Task. Everything in the listing below from the line containing "[spot] the turtle hind" through the line containing "[spot] the turtle claw" must be repeated exactly; the remaining lines are not wanted.

Source material.

+ + + + + + +

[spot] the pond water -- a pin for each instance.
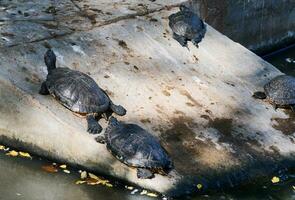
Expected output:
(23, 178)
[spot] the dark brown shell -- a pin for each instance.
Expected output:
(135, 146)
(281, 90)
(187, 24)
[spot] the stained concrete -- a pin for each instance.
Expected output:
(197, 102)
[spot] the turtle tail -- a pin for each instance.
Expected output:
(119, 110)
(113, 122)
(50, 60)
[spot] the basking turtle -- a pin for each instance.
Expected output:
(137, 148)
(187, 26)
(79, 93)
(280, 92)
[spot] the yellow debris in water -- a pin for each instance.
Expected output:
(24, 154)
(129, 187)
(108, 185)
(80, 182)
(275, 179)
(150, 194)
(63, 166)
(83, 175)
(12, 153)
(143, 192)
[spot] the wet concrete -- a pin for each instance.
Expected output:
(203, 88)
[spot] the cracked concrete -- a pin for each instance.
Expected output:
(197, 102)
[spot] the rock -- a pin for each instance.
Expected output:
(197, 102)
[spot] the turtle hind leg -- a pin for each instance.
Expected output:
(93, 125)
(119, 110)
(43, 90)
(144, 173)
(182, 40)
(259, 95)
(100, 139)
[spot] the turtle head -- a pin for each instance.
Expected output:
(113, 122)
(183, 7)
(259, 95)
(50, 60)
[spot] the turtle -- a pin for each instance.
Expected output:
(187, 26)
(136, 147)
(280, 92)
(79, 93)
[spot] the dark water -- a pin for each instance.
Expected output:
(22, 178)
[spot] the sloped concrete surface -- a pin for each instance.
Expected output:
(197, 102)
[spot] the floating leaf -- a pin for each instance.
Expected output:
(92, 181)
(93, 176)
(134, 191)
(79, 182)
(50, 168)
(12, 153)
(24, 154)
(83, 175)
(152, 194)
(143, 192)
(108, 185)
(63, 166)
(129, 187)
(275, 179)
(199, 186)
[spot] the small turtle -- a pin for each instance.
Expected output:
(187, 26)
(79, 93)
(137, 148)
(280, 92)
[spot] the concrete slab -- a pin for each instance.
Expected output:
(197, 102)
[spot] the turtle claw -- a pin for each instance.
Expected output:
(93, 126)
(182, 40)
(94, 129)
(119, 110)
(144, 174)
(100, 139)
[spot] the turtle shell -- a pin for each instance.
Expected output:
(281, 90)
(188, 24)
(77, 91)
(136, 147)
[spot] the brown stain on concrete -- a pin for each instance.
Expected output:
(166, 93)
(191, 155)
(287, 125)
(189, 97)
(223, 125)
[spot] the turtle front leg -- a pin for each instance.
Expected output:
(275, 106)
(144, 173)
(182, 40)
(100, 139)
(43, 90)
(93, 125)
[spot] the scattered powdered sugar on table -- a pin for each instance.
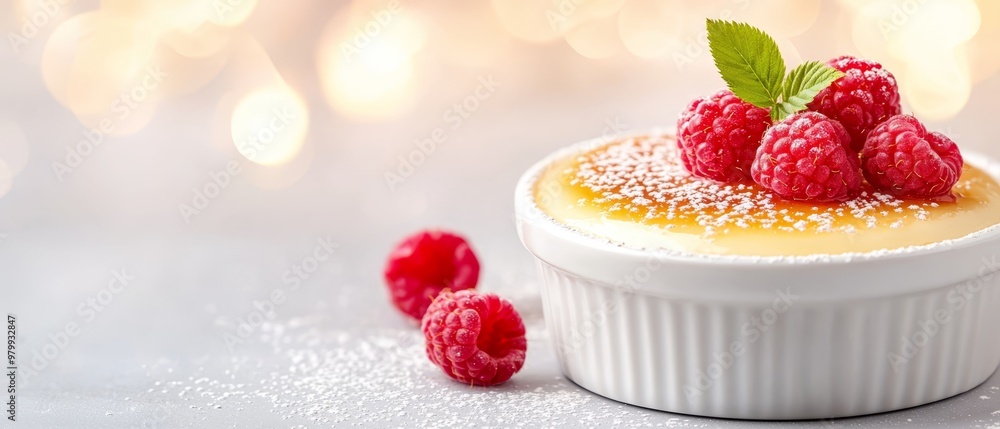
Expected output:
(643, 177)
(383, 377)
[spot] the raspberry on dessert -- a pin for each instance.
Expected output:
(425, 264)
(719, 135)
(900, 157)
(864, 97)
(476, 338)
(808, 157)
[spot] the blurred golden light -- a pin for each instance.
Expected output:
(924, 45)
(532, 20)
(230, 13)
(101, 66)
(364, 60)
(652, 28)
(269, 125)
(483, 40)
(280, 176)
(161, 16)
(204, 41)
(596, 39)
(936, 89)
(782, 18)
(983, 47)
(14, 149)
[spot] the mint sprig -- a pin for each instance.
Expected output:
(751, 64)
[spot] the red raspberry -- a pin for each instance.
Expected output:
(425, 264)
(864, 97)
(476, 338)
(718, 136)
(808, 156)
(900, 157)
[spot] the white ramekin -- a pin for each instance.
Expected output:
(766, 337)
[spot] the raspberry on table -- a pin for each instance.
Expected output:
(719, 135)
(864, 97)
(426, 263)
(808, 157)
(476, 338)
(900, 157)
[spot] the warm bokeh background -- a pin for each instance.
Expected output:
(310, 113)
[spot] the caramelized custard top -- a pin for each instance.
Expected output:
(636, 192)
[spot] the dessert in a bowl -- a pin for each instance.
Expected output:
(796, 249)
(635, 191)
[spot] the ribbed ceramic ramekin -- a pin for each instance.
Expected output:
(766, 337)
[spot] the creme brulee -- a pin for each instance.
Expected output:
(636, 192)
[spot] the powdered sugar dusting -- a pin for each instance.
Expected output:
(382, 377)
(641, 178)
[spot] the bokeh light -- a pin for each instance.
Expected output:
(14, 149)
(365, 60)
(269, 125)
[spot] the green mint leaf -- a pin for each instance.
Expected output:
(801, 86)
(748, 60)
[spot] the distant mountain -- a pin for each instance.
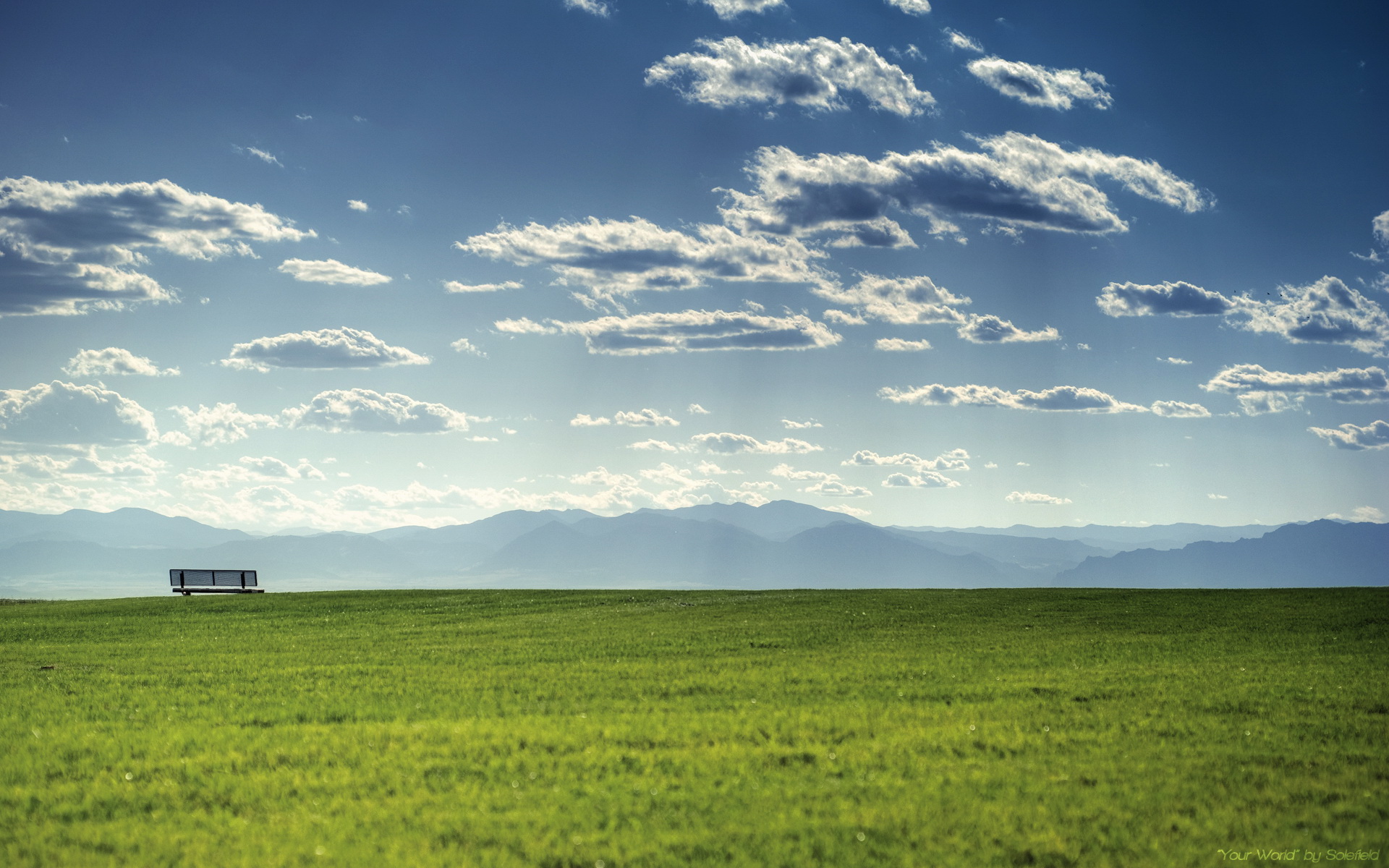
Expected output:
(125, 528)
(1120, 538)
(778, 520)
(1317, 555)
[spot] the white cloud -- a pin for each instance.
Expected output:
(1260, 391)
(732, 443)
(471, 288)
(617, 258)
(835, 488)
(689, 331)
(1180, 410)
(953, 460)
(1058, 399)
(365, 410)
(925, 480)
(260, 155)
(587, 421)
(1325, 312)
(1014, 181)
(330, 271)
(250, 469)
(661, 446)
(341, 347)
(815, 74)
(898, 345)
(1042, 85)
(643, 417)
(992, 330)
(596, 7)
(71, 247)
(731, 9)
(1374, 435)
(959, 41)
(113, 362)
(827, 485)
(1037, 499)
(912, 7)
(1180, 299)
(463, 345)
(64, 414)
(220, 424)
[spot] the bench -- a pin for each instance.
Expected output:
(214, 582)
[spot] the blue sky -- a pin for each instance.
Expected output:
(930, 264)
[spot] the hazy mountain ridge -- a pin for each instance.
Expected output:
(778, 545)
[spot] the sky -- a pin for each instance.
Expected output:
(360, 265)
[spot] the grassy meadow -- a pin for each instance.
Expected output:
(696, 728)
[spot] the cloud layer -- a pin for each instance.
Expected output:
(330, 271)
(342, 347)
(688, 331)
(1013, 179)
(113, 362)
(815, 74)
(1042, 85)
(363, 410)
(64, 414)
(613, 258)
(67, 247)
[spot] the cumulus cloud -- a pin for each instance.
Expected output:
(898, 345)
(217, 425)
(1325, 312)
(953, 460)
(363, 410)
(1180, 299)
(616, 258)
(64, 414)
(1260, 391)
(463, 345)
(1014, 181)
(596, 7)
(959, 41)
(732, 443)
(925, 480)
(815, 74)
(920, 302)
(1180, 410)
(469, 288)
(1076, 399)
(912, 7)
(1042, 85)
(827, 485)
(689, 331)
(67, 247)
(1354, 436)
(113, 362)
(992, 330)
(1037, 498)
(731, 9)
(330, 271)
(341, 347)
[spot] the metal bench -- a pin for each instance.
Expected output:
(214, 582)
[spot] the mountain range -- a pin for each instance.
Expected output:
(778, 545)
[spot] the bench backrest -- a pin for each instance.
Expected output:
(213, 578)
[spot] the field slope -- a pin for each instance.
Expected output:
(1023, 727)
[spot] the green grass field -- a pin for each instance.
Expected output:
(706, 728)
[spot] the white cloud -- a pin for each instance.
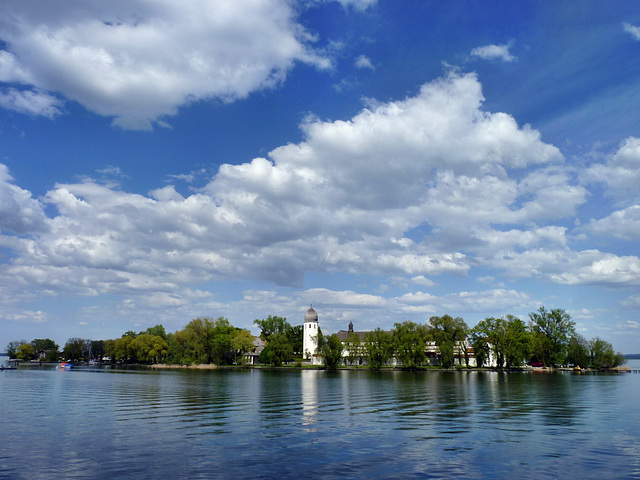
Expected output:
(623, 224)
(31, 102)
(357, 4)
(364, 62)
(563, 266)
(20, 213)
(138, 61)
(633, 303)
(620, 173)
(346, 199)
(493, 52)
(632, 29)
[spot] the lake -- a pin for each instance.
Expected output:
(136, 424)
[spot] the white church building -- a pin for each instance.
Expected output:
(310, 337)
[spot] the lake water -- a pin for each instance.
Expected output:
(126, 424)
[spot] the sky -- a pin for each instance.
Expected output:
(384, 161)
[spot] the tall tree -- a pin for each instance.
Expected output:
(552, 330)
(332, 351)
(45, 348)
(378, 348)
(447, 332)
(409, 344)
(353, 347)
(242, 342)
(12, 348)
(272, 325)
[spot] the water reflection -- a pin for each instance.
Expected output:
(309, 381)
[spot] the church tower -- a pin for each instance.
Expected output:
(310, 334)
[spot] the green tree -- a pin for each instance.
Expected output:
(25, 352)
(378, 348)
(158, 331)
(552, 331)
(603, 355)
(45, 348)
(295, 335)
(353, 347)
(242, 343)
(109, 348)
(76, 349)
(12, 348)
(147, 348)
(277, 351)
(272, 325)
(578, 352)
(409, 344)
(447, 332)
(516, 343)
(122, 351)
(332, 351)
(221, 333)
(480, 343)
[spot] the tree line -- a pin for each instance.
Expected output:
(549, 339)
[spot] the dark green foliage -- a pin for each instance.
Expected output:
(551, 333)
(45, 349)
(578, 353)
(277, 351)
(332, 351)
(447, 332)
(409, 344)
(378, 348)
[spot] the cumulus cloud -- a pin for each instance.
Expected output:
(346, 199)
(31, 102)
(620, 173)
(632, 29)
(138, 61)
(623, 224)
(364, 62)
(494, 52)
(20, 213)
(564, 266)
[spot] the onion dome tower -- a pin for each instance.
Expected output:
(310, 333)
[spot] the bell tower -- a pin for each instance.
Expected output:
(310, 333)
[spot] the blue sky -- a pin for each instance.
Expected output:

+ + + + + + +

Output.
[spot] the turtle hind leg -- a pin for each instance.
Expected output:
(93, 125)
(119, 110)
(43, 90)
(144, 173)
(182, 40)
(259, 95)
(100, 139)
[spot] the turtle head -- a pin for each instance.
Expected output:
(113, 122)
(183, 7)
(259, 95)
(50, 60)
[spot] the turtle -- a pin for each instance.
Expected output:
(187, 26)
(136, 147)
(280, 92)
(79, 93)
[spot] the dark water -- a pin for each instance.
Expected output:
(22, 178)
[spot] the sloped concrete surface -- a pin for each instance.
Expected output:
(197, 102)
[spot] the floating leaf -- a pin for each instance.
Expected output:
(92, 181)
(93, 176)
(134, 191)
(79, 182)
(50, 168)
(12, 153)
(24, 154)
(83, 175)
(152, 194)
(143, 192)
(108, 185)
(63, 166)
(129, 187)
(275, 179)
(199, 186)
[spot] the small turtle -- a pin for each instance.
Expected output:
(187, 26)
(79, 93)
(137, 148)
(280, 92)
[spot] the concrete slab -- a pin for each instance.
Expected output:
(197, 102)
[spot] the turtle claw -- a pin for each instance.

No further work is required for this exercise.